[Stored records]
* * * * * * * * *
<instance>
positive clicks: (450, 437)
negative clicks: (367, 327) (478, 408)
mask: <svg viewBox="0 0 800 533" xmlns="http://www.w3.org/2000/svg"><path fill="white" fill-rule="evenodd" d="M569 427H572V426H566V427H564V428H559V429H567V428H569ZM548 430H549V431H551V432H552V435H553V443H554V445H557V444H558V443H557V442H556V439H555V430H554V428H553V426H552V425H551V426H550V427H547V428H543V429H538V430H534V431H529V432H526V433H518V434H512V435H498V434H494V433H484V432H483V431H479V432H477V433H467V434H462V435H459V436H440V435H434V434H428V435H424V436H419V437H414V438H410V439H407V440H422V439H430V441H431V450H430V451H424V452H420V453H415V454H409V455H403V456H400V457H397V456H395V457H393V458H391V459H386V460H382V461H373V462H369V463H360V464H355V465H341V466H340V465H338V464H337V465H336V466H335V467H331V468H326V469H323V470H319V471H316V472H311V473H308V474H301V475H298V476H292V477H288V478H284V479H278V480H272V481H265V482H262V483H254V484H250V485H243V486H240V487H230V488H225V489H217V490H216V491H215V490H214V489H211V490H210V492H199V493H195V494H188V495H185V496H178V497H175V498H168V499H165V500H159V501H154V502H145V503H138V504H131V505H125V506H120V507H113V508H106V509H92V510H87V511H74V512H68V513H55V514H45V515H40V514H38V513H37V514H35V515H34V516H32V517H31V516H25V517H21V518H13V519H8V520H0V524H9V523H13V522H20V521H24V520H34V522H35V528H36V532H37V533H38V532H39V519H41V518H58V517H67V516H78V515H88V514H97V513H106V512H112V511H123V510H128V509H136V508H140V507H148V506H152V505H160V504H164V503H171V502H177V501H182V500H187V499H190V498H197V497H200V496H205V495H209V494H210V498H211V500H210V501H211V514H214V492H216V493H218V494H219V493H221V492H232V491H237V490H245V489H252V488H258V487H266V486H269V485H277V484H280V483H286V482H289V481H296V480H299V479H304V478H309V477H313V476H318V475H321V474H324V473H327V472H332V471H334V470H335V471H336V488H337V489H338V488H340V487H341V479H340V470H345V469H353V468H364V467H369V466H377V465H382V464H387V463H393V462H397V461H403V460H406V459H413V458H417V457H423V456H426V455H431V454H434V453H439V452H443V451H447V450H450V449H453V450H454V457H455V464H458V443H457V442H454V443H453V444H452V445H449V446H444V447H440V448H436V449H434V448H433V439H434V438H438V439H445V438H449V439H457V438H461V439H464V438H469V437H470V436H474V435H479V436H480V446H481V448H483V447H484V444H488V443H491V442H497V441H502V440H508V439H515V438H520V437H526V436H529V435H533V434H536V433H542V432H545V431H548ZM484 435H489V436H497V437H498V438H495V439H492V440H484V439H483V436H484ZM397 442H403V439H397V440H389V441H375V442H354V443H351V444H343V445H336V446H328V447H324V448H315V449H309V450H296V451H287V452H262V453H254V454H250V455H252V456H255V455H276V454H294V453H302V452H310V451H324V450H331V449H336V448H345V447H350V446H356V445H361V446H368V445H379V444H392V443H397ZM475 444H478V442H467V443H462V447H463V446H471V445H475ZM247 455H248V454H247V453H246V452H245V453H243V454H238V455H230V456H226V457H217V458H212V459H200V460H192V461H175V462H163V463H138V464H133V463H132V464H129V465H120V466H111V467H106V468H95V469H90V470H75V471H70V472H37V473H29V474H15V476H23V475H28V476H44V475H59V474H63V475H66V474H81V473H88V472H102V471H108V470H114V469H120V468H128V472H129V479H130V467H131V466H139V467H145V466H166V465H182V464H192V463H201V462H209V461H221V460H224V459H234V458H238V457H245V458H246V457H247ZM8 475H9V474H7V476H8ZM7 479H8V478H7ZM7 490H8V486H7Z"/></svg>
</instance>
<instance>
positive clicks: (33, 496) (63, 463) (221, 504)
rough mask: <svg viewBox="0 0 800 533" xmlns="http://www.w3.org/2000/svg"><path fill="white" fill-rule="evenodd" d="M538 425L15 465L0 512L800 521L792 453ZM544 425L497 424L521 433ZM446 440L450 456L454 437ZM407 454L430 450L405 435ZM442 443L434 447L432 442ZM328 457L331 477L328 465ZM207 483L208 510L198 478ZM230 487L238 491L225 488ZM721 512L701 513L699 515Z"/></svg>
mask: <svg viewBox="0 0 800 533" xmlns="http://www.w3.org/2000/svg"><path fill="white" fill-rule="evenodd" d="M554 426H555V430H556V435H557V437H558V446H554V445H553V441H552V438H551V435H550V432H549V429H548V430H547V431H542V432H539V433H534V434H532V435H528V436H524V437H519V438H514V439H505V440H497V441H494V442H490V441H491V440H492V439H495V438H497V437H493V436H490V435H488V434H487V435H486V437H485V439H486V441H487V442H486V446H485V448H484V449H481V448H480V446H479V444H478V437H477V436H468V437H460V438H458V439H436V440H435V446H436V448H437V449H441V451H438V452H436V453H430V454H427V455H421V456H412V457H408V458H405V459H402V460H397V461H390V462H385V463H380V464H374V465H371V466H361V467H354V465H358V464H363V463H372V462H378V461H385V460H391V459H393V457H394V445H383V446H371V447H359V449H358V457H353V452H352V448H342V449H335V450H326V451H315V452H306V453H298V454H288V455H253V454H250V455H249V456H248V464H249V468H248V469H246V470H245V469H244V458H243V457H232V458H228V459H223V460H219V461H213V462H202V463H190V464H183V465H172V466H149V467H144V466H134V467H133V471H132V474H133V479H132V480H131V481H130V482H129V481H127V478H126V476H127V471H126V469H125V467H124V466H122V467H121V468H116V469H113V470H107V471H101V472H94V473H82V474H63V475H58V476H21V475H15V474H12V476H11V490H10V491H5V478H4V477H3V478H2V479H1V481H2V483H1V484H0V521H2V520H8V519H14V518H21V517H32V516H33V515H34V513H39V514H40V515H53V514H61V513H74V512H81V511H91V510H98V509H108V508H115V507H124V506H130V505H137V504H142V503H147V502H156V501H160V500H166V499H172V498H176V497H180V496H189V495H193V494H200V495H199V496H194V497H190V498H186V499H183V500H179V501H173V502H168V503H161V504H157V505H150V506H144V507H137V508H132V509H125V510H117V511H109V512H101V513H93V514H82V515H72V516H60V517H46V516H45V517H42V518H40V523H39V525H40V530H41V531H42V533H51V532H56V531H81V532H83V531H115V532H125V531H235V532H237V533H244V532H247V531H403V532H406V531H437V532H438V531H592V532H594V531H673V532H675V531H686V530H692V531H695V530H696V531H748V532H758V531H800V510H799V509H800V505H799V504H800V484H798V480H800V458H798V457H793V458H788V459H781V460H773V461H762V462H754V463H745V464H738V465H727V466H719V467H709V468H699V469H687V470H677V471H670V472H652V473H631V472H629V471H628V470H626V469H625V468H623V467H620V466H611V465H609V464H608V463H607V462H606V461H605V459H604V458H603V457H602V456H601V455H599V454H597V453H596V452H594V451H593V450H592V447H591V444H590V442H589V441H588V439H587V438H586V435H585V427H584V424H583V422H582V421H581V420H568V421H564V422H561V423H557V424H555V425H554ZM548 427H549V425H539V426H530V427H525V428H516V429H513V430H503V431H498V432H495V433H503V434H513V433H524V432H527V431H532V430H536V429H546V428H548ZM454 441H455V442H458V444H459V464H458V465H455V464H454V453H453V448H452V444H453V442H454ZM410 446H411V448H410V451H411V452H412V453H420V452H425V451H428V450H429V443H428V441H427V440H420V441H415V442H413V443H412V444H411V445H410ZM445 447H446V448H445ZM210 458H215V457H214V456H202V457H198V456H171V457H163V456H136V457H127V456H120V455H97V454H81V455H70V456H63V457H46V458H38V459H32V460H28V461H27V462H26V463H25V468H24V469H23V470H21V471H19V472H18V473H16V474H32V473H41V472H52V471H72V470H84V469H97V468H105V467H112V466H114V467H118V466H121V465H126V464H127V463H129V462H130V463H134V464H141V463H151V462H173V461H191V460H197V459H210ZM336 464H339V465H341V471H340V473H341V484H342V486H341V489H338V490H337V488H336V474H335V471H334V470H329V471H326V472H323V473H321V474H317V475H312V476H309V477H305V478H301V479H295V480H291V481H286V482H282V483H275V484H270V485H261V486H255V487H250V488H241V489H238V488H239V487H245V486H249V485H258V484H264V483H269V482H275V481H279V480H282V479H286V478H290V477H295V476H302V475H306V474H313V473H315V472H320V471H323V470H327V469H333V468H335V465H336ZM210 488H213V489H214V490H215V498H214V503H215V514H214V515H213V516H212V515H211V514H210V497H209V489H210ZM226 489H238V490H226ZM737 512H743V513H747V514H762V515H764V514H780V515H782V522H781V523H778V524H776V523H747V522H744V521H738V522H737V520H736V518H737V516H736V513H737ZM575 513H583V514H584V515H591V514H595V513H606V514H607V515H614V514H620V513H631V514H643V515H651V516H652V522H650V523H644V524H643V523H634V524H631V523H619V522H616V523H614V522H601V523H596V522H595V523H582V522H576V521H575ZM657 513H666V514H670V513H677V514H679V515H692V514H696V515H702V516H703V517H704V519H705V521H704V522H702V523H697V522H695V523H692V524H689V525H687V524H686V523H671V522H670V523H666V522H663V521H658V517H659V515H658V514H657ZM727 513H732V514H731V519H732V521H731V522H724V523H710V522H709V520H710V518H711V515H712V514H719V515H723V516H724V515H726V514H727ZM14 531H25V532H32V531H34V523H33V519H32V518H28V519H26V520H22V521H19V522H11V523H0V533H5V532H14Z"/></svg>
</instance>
* * * * * * * * *
## [What to produce]
Scan the records above. Return every line with "positive" in it.

## [The answer]
positive clicks: (450, 437)
positive clicks: (33, 496) (63, 463) (221, 504)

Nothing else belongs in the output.